## Provided information
-.-.-

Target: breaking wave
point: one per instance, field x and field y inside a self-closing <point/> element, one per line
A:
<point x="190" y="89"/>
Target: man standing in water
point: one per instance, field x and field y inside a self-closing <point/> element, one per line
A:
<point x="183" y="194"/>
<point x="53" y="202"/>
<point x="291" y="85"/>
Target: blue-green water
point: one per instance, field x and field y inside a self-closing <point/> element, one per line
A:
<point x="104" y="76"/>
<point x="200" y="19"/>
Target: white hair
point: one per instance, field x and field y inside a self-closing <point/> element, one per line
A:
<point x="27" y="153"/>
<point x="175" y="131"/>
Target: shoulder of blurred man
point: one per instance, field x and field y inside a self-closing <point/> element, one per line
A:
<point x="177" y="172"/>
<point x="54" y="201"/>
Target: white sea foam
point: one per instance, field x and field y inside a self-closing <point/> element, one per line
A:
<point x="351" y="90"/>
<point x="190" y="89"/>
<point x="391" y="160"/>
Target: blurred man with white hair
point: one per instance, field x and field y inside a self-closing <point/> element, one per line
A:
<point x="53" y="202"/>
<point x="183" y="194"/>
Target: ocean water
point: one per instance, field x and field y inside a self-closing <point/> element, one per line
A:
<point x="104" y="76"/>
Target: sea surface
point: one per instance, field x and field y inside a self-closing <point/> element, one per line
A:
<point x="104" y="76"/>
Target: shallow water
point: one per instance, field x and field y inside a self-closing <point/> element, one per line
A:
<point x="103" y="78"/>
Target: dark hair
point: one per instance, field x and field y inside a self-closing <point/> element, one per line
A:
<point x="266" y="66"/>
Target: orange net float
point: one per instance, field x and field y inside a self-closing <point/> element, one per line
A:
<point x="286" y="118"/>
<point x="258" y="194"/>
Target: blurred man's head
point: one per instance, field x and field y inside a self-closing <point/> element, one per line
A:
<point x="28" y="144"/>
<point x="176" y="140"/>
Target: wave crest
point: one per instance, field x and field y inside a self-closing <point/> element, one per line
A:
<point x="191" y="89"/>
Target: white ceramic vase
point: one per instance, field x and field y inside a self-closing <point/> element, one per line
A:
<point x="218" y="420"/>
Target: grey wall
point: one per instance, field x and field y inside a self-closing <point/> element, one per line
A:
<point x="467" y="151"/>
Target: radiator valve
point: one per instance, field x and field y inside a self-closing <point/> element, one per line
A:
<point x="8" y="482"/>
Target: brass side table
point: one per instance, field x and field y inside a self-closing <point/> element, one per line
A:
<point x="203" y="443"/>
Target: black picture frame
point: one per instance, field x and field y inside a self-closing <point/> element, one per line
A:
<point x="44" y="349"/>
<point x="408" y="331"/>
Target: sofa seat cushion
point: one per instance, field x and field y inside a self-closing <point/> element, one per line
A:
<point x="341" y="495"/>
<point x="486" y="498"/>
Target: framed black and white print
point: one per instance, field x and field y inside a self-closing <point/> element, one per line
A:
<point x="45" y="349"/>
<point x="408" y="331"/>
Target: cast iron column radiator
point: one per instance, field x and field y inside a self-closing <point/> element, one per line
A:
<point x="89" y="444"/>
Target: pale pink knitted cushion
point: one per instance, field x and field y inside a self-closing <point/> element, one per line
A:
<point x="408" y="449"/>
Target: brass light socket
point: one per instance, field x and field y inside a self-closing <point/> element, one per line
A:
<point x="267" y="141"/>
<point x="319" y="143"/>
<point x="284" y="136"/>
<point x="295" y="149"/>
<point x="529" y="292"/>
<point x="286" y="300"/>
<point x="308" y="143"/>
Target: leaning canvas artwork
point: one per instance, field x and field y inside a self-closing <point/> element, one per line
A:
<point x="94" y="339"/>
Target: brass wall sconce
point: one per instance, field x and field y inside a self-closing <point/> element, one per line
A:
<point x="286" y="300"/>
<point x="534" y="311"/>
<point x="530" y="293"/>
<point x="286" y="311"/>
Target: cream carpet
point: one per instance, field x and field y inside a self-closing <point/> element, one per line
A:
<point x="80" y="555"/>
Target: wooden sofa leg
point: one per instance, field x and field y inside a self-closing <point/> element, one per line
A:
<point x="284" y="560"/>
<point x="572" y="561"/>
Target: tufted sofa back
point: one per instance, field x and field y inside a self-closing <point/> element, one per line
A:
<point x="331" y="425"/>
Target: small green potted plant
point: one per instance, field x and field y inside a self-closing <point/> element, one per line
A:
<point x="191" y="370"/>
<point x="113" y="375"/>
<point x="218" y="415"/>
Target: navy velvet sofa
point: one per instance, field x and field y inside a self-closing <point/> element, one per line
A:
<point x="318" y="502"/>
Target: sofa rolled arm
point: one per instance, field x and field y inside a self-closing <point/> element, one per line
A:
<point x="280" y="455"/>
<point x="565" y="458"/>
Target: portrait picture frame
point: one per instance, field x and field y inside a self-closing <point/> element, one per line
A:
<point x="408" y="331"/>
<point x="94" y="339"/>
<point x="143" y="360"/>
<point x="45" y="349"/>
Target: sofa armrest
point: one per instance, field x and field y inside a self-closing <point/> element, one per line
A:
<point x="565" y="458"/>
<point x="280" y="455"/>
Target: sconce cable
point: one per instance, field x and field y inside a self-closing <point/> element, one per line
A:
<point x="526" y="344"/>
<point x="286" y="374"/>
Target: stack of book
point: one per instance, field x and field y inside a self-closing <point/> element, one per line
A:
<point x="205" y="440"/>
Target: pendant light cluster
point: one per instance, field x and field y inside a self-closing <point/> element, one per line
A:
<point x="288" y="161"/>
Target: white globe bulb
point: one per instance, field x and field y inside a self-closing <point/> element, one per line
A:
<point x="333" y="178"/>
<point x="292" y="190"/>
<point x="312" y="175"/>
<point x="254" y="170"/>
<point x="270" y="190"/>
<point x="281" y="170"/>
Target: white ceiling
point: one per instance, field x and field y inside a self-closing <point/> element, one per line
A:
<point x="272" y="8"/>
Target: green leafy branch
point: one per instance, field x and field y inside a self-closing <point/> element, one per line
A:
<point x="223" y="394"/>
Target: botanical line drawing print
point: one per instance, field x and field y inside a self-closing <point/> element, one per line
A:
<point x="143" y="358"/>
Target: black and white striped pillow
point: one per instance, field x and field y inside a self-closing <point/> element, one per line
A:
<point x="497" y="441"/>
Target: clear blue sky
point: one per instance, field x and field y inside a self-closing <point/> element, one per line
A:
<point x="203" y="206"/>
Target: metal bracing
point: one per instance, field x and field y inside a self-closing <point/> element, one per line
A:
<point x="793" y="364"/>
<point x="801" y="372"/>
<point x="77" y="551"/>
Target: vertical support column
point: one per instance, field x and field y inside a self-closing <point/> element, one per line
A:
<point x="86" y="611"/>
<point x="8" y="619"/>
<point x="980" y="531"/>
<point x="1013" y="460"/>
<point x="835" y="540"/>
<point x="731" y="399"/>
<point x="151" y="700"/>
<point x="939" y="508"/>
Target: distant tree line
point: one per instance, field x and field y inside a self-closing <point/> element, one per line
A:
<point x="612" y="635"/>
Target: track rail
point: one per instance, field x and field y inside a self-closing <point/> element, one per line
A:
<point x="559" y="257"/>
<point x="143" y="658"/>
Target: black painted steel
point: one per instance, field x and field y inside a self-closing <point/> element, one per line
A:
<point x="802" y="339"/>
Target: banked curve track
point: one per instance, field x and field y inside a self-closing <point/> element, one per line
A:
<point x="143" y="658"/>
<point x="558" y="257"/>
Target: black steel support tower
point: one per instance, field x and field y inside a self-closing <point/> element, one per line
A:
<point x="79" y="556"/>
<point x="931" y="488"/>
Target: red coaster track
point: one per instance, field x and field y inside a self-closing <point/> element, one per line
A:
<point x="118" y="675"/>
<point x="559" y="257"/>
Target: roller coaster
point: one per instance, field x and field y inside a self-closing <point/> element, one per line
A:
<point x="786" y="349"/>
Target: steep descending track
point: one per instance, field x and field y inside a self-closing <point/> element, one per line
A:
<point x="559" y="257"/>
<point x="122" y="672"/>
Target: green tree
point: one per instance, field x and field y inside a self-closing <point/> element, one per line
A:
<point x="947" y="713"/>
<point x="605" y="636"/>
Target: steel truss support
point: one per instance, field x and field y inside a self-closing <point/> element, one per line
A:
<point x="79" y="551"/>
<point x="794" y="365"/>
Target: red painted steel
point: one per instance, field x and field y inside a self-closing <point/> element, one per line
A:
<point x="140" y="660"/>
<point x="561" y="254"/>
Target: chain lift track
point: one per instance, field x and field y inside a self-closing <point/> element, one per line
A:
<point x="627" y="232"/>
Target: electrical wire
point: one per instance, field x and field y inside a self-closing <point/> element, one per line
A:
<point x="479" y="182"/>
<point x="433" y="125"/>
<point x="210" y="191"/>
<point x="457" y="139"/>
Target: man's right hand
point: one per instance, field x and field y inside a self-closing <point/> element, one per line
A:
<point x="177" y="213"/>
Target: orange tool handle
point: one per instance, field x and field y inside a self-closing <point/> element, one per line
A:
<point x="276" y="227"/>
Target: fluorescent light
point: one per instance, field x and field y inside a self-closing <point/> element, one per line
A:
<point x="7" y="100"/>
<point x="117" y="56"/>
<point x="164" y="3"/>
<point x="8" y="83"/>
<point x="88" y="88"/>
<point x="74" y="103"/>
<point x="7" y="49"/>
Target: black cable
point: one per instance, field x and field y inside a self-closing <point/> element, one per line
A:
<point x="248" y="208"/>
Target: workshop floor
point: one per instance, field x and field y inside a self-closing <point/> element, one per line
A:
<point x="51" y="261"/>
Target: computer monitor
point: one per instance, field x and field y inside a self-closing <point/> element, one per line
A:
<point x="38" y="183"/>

-.-.-

## Directive
Copy the records again from the line with "Target: chain lift track" through the last line of the records, both included, and swap every "instance" for "item" with nothing else changed.

## Answer for this exercise
Target: chain lift track
point: one per item, field x and field y inside a self-closing <point/> element, one per line
A:
<point x="627" y="232"/>
Target: electrical wire
point: one per item, field x and field y inside a self-closing <point/> element, one per line
A:
<point x="479" y="182"/>
<point x="433" y="125"/>
<point x="210" y="191"/>
<point x="457" y="139"/>
Target: man's right hand
point: one per item, field x and field y inside a self-closing <point/> element, one per line
A:
<point x="177" y="213"/>
Target: orange tool handle
point: one per item, field x and field y inside a self-closing <point/> element, one per line
A:
<point x="276" y="227"/>
Target: fluorescent light
point: one per item, field x and field y inside a self-closing <point/> element, one per line
A:
<point x="7" y="100"/>
<point x="117" y="56"/>
<point x="164" y="3"/>
<point x="8" y="83"/>
<point x="88" y="88"/>
<point x="74" y="103"/>
<point x="7" y="49"/>
Target: black cable
point: one per item, field x and field y inside a self-closing <point/> element, one per line
A:
<point x="248" y="208"/>
Target: workshop floor
point: one per item, field x and field y inside a self-closing <point/> element, one per line
A:
<point x="51" y="261"/>
Target: computer monitor
point: one per item, field x and field y inside a self-closing <point/> element, one per line
A:
<point x="38" y="183"/>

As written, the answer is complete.